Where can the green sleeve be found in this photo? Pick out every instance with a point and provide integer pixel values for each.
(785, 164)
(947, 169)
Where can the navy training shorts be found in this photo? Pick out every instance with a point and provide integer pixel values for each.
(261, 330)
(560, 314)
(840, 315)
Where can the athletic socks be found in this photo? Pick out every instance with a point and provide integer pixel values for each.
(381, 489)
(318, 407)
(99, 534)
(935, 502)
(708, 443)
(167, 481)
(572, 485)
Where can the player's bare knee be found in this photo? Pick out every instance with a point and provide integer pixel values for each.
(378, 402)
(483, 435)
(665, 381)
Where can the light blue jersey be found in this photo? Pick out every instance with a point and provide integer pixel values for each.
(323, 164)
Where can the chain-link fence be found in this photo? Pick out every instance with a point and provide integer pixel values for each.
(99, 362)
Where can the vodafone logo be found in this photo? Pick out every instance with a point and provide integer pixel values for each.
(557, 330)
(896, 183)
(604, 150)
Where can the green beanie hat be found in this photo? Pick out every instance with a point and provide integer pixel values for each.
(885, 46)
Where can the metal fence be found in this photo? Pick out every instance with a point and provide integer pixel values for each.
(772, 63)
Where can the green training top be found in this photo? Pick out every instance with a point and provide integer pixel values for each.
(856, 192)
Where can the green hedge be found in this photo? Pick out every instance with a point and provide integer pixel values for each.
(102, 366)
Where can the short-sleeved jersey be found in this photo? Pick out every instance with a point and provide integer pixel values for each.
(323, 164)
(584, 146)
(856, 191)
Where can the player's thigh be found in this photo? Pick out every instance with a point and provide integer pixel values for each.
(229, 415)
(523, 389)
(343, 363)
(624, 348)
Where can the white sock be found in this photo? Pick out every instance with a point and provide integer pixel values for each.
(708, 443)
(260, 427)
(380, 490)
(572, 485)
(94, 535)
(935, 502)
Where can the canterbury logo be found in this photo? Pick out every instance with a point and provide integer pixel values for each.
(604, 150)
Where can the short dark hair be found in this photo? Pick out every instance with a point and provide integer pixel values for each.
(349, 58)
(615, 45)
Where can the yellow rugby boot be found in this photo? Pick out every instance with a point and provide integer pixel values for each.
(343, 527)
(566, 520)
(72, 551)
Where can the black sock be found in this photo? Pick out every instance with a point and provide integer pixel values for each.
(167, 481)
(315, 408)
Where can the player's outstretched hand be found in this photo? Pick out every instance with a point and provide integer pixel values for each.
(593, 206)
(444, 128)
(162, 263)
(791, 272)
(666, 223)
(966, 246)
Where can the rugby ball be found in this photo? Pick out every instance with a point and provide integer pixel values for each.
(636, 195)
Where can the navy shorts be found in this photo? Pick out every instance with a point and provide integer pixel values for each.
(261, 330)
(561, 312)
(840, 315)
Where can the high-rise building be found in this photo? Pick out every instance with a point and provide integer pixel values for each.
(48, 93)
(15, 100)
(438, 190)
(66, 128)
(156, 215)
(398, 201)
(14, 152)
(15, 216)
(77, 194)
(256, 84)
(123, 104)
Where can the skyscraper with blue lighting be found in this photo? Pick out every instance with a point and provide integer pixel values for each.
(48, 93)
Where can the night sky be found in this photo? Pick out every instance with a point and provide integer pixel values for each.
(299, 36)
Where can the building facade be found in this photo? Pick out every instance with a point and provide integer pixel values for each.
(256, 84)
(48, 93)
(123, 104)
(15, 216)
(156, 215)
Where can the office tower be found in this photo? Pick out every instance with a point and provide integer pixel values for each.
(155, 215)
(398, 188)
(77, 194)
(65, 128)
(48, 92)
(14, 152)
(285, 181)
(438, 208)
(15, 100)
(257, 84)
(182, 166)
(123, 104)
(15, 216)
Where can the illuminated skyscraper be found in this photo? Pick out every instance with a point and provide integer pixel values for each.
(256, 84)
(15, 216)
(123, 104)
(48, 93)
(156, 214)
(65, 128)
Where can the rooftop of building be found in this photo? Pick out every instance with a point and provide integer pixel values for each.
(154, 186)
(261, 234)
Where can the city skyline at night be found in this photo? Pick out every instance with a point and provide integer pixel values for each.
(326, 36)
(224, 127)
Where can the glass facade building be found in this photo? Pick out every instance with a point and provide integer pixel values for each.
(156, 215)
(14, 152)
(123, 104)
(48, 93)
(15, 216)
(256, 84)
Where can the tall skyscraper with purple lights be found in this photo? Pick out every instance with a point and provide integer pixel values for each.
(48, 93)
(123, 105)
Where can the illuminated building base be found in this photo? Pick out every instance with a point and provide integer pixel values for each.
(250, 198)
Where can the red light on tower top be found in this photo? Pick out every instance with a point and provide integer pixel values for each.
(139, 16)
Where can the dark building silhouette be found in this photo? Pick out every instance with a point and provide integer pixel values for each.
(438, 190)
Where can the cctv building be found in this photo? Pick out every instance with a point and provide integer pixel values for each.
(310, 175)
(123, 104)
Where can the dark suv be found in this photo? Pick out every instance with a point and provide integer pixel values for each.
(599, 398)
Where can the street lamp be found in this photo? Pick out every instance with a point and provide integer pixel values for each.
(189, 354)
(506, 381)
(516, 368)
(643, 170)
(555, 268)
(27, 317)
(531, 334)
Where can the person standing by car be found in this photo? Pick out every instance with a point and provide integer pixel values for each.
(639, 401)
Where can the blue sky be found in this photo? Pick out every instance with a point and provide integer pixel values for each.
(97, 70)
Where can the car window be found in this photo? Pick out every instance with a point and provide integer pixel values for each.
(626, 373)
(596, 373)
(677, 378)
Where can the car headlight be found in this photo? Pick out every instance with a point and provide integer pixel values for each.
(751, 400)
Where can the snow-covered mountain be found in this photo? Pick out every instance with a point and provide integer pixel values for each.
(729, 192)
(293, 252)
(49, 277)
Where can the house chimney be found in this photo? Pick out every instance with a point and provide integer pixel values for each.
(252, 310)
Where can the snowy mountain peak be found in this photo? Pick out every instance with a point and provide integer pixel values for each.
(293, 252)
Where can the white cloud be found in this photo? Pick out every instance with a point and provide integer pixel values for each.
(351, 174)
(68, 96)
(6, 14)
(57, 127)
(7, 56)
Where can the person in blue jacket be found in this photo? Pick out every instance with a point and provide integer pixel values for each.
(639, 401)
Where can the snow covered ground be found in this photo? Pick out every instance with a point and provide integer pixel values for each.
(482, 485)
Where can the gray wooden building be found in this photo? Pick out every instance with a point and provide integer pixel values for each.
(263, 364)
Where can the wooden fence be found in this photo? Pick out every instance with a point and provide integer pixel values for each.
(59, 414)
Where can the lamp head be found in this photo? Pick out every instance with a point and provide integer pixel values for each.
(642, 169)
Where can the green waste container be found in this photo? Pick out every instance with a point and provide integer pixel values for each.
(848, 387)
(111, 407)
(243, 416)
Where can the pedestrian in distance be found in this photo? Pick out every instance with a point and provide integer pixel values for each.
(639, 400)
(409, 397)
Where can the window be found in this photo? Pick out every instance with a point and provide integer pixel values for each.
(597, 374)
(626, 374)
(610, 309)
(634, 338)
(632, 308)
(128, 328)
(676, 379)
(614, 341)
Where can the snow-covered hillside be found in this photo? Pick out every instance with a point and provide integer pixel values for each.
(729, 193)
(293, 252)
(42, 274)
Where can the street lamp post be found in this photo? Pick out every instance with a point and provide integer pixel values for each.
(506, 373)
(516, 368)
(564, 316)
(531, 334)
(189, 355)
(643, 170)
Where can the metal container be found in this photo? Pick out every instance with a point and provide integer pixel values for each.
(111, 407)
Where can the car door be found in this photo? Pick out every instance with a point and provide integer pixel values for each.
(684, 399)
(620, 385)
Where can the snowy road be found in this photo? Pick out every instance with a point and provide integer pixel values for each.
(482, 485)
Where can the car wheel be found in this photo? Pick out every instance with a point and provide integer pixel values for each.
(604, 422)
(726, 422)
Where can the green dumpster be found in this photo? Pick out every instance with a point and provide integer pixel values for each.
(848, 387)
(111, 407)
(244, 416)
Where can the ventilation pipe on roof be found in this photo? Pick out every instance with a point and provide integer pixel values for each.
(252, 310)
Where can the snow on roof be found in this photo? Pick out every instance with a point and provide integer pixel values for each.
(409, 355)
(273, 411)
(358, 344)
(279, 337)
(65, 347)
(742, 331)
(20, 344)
□ □ □ □ □
• TASK DESCRIPTION:
Can you reproduce, word for word, everything from the line containing "Where can the snowy road" down to the end of the records above?

• SOLUTION TO THE PROBLEM:
Where can the snowy road be found in this photo? Pick out every instance with a point and provide integer pixel values for each.
(482, 485)
Where can the car wheel be found in this photo? Pick out every instance with a point and provide integer pixel values for each.
(604, 422)
(726, 422)
Where can the green dumpster be found in this photo? Pick out every instance with a point and provide integer pixel values for each.
(848, 387)
(111, 407)
(244, 416)
Where can the ventilation pipe on roof be found in this photo? Pick out every instance with a point and provide integer pixel values for each.
(252, 310)
Where can the snow on roof be found in this photo? Pick out every instance with a point and provide integer pixel values for each.
(409, 355)
(273, 411)
(358, 344)
(279, 337)
(65, 347)
(742, 331)
(20, 344)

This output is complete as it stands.